▸ **Work required**
Copy out every line below that contains the word "green". Case counts.

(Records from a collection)
--------------------------------------------------

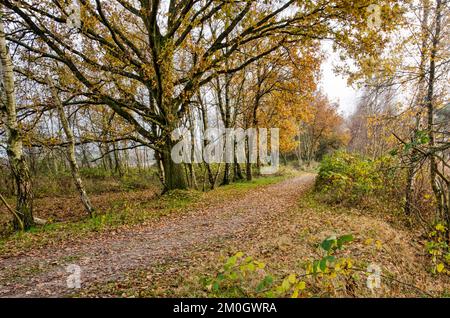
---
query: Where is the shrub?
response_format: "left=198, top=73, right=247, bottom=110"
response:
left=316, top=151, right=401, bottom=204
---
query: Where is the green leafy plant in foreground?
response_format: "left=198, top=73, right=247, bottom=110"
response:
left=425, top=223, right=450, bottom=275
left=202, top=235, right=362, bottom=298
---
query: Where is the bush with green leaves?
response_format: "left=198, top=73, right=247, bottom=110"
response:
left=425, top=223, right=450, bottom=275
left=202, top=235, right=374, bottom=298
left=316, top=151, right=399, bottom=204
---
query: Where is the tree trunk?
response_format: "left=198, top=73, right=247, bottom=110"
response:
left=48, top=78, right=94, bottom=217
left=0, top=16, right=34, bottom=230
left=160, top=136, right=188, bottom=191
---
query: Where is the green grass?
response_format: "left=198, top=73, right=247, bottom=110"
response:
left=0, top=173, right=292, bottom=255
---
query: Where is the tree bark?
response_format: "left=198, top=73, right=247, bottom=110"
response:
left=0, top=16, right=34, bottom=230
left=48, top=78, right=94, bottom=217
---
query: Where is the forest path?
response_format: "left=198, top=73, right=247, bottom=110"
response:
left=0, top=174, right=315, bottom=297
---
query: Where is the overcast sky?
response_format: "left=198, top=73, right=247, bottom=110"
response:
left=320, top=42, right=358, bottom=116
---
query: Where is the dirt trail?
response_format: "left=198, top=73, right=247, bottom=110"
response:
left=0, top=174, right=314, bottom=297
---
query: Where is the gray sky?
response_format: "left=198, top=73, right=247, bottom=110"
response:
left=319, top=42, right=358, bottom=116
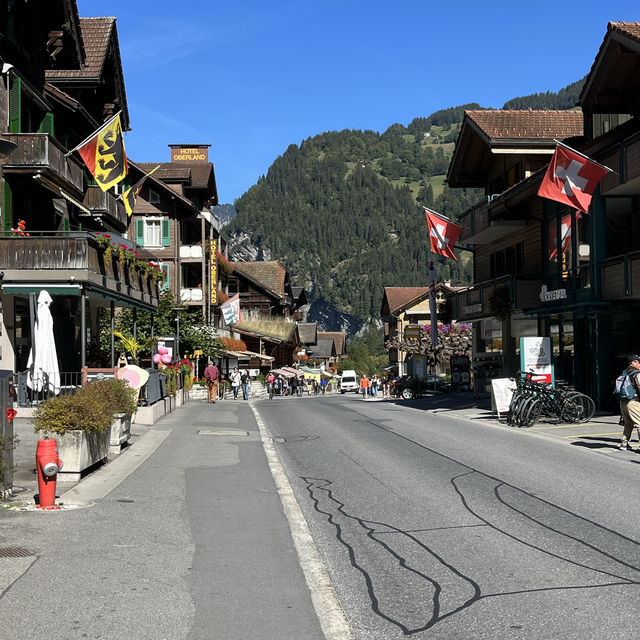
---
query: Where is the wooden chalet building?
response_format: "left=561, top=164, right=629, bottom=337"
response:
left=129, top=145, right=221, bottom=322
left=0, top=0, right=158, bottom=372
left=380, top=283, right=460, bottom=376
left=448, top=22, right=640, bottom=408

--------------------------------------------------

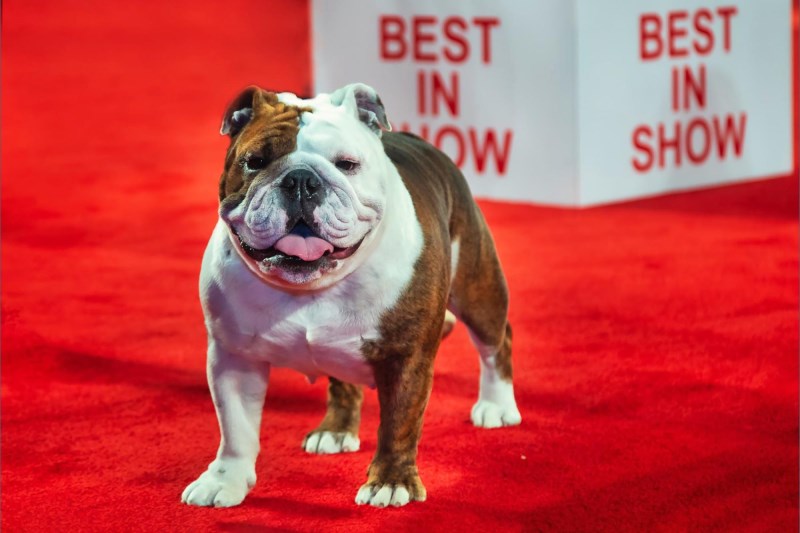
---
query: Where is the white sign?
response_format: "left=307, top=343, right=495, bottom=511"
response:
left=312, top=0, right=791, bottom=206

--------------------------------------------------

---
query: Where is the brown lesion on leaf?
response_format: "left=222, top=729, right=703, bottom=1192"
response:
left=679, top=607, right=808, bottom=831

--------------------------------------------------

▸ **The answer**
query: Where is the green leafy plant in foreground?
query: Where is the bush with green leaves?
query: Where is the green grass?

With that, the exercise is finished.